## PAGE EXTRACT
◆ ◆ ◆ ◆ ◆ ◆ ◆

Here’s a little snapshot of what I used to be like for years and years and years:
I absolutely hated myself and my body.
I cried all the time during romantic movies because I was so terrified no one would ever want me like that.
I felt absolutely invisible to boys who would chat with my cuter friends while I would stand there like the third wheel.
I felt all of the eyes on me whenever I’d walk down the hallways or between aisles of desks or other crowded spaces because it wasn’t as easy for me as my other skinnier classmates.
I cried at my reflection all of the time.
I would often look at pictures of myself when I was younger and dream about being that skinny again.
I’m sharing this because I’m not the only one who has felt or will feel this way.
I think it was easier for me to blame myself for all of these problems instead of the people who were cruel to me. I was so incredibly mean to myself on a daily basis for years, and I never told anyone.
The best word to describe me as a teen is ashamed.
I felt like nothing I could do was right, I would never be confident, I would never be loved, I would never be happy.
I thought that if I could lose weight, I would immediately be happier, more fulfilled, more confident. Or at least less miserable.
Unlike many other people my age, I didn’t like wearing clothes that showed off my cleavage or midriff. I didn’t want to draw any attention to myself because I figured no attention was better than bad attention. Good attention was just for the skinny, pretty girls, and I was neither.
So I got better at wearing makeup and faking happiness. I kept to myself, read a lot, hung out at home. I hated hanging out in large groups of people because I always viewed myself as the DUFF (designated ugly fat friend) before I even really knoew that was a thing. My friends didn’t view me that way, but I could tell other people did.
After years of struggling, I went to counseling to help my body image. I didn’t realize so many people struggled with body image issues, and that made me feel both better and worse. Learning that it was a common problem honestly shocked me. I thought I was alone and I would always be that way because no one else could possibly understand or relate. I was used to being ignored, forgotten, invisible.
At first I felt silly when I told my boyfriend I would be going to counseling to work on my body image. He was supportive and said very nice things, like calling me beautiful. I knew he believed that 100%, but I sure didn’t. Through years of internal self-abuse, I felt worthless, ashamed, like a fraud. People around me thought I was confident because I would laugh and smile a lot, but it was an act.

◆ ◆ ◆ ◆ ◆ ◆ ◆

## DATA SECTION
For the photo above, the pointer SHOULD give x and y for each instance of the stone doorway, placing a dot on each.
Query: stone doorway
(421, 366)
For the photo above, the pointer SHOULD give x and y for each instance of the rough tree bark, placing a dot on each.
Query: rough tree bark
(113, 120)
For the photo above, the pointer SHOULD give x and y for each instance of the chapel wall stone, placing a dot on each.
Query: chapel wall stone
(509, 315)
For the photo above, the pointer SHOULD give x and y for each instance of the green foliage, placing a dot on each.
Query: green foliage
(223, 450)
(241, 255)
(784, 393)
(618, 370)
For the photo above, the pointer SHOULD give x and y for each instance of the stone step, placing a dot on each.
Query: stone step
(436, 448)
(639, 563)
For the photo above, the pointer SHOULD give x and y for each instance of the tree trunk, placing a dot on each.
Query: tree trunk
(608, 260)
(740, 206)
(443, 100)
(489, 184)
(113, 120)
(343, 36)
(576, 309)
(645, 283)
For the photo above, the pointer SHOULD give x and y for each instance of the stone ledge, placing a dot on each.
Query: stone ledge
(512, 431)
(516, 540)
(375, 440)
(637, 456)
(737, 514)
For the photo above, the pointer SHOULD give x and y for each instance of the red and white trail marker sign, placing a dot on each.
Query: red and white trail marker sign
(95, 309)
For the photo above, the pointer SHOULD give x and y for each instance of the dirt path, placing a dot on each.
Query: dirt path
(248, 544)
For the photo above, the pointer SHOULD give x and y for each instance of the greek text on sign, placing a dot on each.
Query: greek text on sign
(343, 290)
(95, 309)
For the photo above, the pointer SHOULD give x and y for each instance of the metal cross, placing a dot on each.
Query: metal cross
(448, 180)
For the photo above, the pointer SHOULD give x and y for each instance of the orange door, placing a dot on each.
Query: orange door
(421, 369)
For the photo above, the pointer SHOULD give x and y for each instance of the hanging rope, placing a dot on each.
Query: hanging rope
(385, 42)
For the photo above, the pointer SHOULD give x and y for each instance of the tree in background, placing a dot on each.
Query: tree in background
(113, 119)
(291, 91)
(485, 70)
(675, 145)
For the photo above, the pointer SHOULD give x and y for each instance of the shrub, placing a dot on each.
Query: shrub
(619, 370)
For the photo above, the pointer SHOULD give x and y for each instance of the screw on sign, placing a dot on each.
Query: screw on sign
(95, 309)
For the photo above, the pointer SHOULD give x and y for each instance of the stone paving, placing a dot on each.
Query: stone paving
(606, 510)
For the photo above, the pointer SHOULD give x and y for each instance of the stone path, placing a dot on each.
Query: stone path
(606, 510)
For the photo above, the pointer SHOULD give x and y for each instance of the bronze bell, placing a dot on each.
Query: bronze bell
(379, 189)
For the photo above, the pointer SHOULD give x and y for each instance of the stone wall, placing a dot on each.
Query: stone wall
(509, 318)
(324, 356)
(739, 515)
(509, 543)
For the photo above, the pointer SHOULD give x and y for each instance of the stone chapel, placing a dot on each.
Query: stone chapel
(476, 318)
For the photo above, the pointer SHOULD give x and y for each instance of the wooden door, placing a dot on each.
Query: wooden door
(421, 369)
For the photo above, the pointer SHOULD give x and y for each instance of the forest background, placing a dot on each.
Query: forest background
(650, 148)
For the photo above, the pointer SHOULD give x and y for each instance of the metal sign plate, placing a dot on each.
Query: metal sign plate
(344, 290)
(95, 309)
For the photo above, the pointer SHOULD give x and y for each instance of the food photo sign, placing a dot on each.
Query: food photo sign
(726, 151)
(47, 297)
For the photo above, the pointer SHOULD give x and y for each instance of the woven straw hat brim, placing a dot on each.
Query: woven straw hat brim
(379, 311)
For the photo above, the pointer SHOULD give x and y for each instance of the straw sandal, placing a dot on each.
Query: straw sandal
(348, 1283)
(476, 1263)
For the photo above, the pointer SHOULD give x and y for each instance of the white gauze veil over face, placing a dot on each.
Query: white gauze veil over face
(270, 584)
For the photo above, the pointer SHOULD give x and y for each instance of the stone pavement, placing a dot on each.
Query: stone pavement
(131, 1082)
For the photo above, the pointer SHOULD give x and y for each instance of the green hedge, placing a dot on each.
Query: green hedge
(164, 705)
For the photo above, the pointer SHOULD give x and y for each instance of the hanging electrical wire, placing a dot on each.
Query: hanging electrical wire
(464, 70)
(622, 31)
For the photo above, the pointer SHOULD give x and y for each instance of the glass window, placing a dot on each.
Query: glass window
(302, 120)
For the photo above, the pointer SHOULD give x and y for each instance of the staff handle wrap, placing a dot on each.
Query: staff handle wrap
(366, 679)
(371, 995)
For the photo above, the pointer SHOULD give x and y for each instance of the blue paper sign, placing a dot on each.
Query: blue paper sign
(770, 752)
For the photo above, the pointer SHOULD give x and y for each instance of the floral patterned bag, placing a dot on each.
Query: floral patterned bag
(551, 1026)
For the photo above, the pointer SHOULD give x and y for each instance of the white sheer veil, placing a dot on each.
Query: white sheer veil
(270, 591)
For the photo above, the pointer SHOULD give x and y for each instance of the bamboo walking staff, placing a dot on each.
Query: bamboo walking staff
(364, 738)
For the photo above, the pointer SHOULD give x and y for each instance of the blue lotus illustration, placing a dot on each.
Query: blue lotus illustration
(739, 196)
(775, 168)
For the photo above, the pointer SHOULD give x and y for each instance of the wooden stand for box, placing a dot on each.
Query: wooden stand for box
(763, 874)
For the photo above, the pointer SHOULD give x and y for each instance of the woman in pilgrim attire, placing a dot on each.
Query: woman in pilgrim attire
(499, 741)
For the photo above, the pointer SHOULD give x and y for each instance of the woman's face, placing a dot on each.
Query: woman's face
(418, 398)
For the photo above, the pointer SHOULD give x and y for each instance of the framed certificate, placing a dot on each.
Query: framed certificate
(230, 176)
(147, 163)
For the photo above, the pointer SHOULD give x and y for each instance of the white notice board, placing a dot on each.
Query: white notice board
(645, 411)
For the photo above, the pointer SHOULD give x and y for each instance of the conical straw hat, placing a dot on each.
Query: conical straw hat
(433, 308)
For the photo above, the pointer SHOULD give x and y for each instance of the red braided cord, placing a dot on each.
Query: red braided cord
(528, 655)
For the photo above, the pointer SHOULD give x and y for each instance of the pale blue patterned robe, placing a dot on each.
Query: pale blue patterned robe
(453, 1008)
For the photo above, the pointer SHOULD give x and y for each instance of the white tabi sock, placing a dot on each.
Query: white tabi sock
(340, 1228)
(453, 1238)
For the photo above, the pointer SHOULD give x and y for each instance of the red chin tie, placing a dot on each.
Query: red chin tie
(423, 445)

◆ ◆ ◆ ◆ ◆ ◆ ◆

## TASKS FOR THIS EXERCISE
#1 In the body image essay, what single word does the writer say best describes them as a teen?
#2 Write the next part of the body image essay, picking up after its final sentence about the confidence being an act.

## RESULTS FOR EACH TASK
#1 Ashamed.

#2
Self-love was such a foreign concept to me. It never even occurred to me to be nice to myself or to try to stop the constant negative self-talk. I just thought this was how it was going to be, and that was that. I accepted feeling miserable all the time because I figured no one else would want me or think I was beautiful since I certainly didn’t. When I started this blog about three years ago, I still didn’t really understand or comprehend what self-love was.
I’m sure a lot of you know exactly what I mean. If you’re currently living this way, I want you to know that it gets better. You’ll get better. You’ll be able to rise above the negativity, separate yourself from toxic people and learn to love yourself, which is something you never even thought was an option.
I understand you, the horrible things you say to yourself in your mind, how easy it is to disparage yourself. I understand that you dislike your reflection or want to wear neutral colors to blend in or think it will never get any better so you should just accept feeling miserable forever.
Whether I’ve talked to you before or not, I am here for you. If you are having a terrible day and can’t stop the negative self-talk, please email me, message me, do something. Please. You are worth more than tearing yourself down every single day.
You are not meant to be ashamed of yourself.
Self-confidence is real. Self-love is real. You are real, and you deserve both. If you feel ashamed of existing, of taking up space in the world, of living, please know you’re not alone. I’m here for you.